TASK DIRECTIONS:
Extract every line of the material below that contains the string "sleeve", treating uppercase and lowercase letters as distinct.

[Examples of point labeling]
_ _ _

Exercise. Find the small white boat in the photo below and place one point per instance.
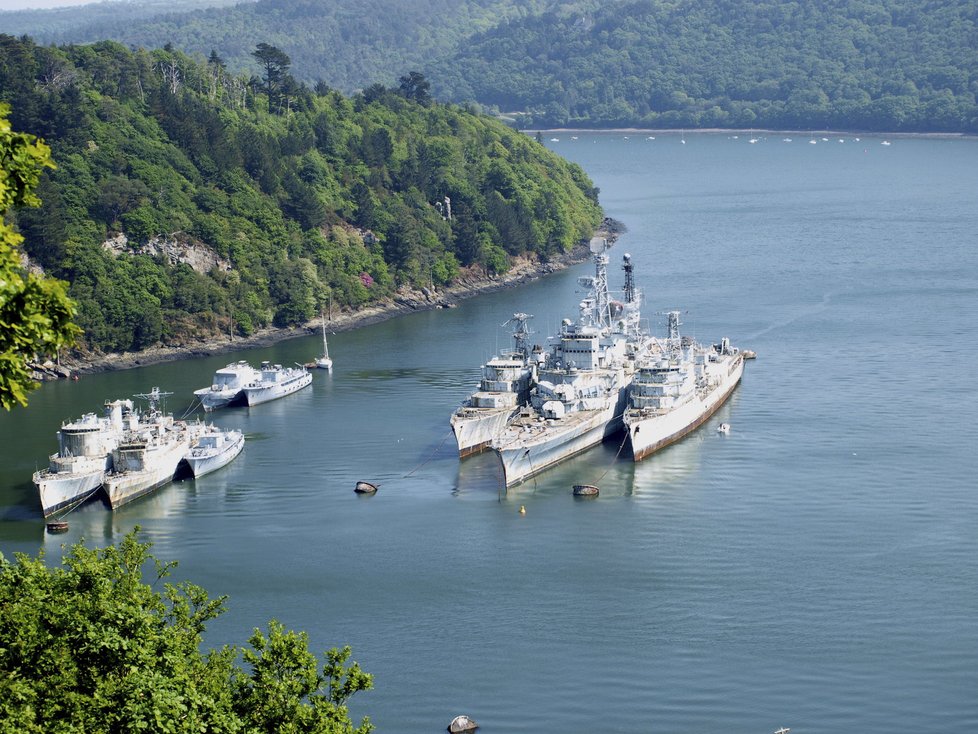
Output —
(276, 381)
(324, 362)
(228, 385)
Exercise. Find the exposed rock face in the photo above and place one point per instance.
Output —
(198, 256)
(462, 724)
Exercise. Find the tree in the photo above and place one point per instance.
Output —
(35, 312)
(90, 647)
(414, 86)
(276, 63)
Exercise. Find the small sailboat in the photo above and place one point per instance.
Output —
(324, 362)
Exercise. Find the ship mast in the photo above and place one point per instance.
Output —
(629, 278)
(521, 333)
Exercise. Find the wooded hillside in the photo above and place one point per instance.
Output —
(893, 65)
(186, 197)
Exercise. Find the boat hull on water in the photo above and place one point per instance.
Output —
(72, 484)
(276, 382)
(503, 389)
(679, 391)
(84, 456)
(213, 450)
(140, 468)
(525, 450)
(228, 385)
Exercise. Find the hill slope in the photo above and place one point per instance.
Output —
(873, 64)
(185, 196)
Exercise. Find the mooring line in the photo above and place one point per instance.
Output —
(430, 457)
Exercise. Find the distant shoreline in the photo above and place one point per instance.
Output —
(401, 303)
(748, 131)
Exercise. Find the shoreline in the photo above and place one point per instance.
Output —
(755, 130)
(403, 302)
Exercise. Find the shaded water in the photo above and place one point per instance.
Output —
(815, 568)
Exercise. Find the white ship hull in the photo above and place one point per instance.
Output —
(648, 432)
(475, 428)
(214, 399)
(228, 385)
(205, 459)
(527, 451)
(159, 464)
(262, 393)
(60, 490)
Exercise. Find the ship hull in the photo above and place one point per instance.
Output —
(204, 462)
(646, 435)
(161, 466)
(475, 430)
(258, 395)
(524, 458)
(62, 490)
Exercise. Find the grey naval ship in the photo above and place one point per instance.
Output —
(84, 455)
(148, 454)
(502, 391)
(583, 382)
(677, 390)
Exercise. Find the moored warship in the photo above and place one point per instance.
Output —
(503, 390)
(677, 390)
(276, 381)
(582, 385)
(84, 455)
(228, 385)
(148, 455)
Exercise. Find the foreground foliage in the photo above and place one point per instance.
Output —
(35, 312)
(91, 647)
(187, 199)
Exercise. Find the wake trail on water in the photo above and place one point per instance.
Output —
(817, 308)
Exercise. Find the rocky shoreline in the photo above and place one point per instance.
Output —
(403, 302)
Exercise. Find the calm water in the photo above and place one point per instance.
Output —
(815, 568)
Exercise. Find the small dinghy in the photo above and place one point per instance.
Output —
(462, 724)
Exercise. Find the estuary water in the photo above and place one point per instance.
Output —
(815, 568)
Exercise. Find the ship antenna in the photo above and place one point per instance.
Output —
(629, 278)
(521, 333)
(599, 248)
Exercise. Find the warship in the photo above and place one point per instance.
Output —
(502, 391)
(276, 381)
(677, 390)
(583, 381)
(148, 454)
(228, 385)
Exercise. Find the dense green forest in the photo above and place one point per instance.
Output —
(347, 44)
(893, 65)
(186, 198)
(897, 65)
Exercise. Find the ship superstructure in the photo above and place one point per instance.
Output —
(212, 449)
(678, 389)
(148, 454)
(503, 390)
(84, 455)
(582, 384)
(228, 385)
(276, 381)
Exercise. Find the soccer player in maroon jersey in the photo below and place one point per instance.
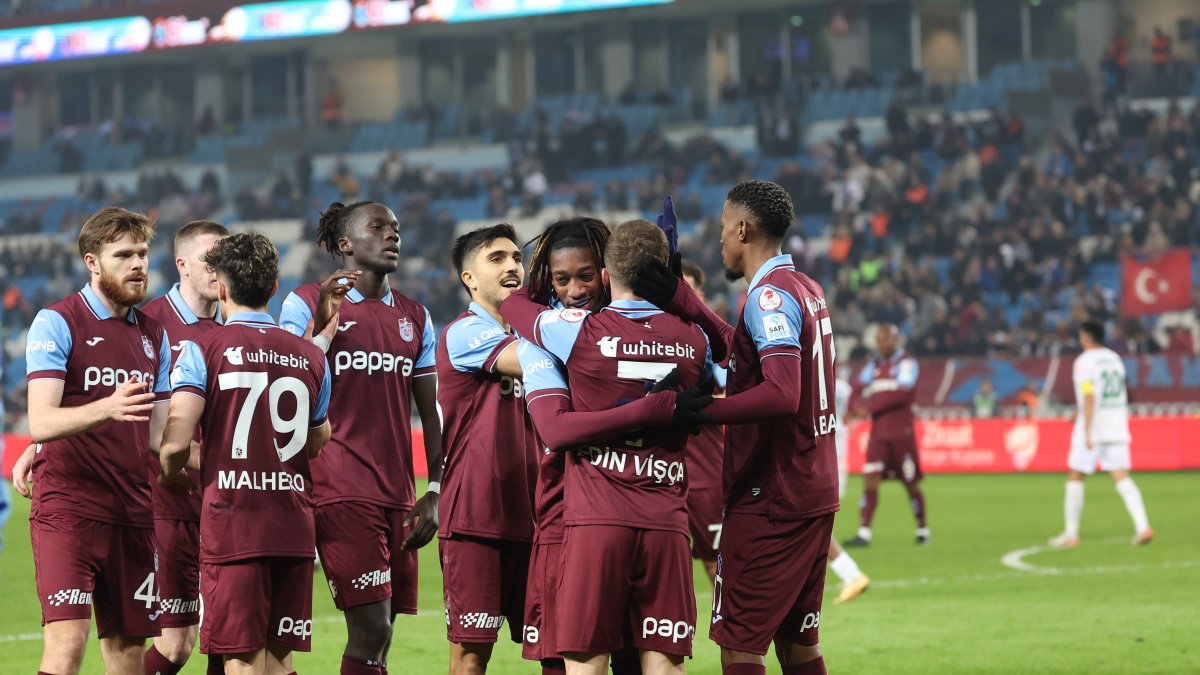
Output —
(780, 464)
(887, 389)
(624, 503)
(486, 508)
(261, 396)
(96, 369)
(369, 519)
(187, 311)
(706, 451)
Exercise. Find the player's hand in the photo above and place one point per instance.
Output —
(333, 292)
(130, 402)
(424, 521)
(23, 472)
(178, 483)
(655, 284)
(689, 413)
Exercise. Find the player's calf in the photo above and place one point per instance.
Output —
(64, 645)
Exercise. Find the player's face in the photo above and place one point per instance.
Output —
(373, 239)
(195, 272)
(123, 270)
(731, 243)
(575, 278)
(496, 272)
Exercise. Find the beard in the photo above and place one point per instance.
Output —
(115, 291)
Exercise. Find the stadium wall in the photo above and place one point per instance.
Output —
(965, 446)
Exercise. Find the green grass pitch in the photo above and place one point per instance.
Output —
(951, 607)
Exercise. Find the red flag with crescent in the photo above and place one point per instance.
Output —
(1158, 285)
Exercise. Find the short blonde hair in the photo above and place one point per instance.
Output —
(111, 223)
(631, 246)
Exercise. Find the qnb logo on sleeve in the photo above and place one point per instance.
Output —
(299, 627)
(113, 377)
(677, 631)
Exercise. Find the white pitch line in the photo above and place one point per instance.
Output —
(1015, 560)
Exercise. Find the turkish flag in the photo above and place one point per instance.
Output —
(1158, 285)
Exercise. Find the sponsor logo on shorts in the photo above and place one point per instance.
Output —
(677, 631)
(480, 620)
(69, 596)
(369, 579)
(179, 605)
(299, 627)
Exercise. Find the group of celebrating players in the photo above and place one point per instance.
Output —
(570, 429)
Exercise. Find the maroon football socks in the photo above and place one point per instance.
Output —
(867, 508)
(154, 663)
(352, 665)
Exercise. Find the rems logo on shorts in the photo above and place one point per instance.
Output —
(666, 628)
(480, 620)
(299, 627)
(69, 596)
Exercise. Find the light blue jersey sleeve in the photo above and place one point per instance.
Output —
(907, 372)
(472, 342)
(558, 329)
(48, 344)
(190, 369)
(162, 378)
(295, 315)
(541, 370)
(773, 318)
(321, 411)
(427, 358)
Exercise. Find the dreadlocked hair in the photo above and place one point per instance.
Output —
(331, 225)
(573, 233)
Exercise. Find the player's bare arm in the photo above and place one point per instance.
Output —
(333, 292)
(48, 420)
(175, 449)
(424, 517)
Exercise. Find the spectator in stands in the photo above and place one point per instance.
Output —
(984, 401)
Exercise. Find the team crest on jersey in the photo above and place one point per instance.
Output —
(769, 299)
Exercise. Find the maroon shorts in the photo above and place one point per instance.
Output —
(79, 562)
(613, 578)
(705, 507)
(895, 458)
(361, 551)
(540, 602)
(252, 602)
(179, 572)
(484, 584)
(769, 581)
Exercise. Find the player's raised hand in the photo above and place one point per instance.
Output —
(689, 413)
(424, 521)
(655, 284)
(333, 292)
(131, 401)
(23, 472)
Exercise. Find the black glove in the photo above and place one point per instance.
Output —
(655, 284)
(689, 414)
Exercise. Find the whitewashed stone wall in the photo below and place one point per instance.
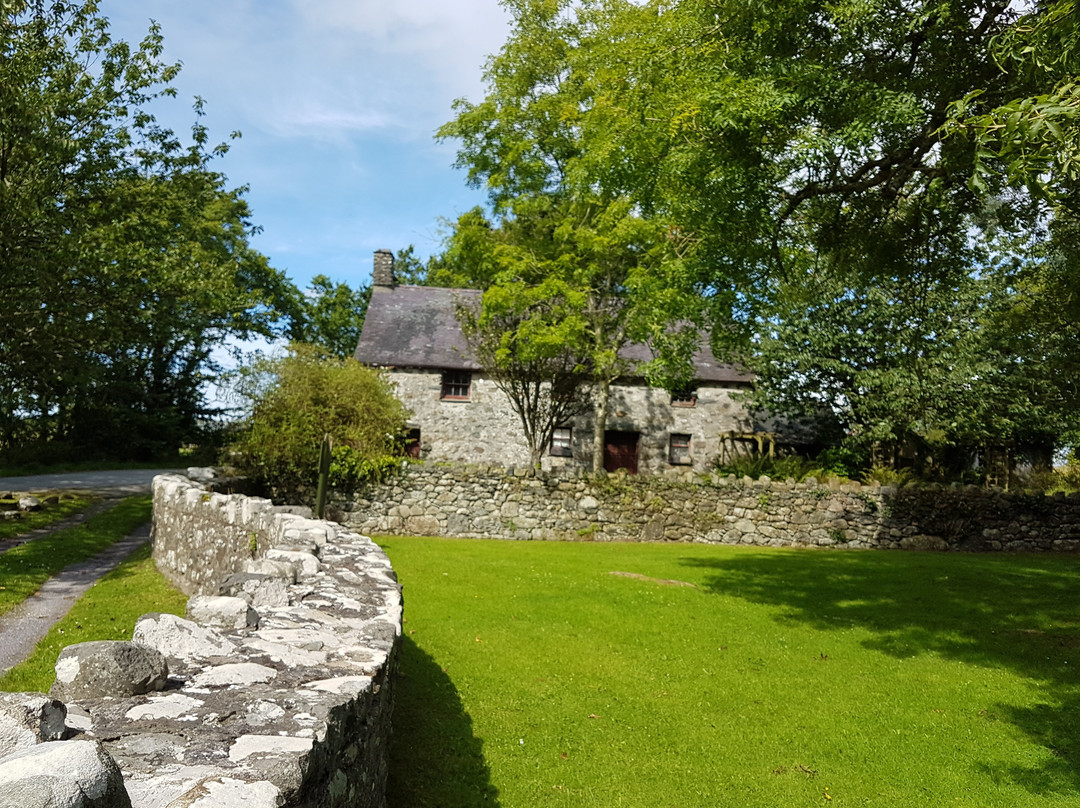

_ _ _

PROBLEM SOLUTION:
Exercise. Find the qnb logo on sleeve in the photo above and place one point per instance.
Exercise. Find the light blue jersey sleeve in the photo above and place one point per instance.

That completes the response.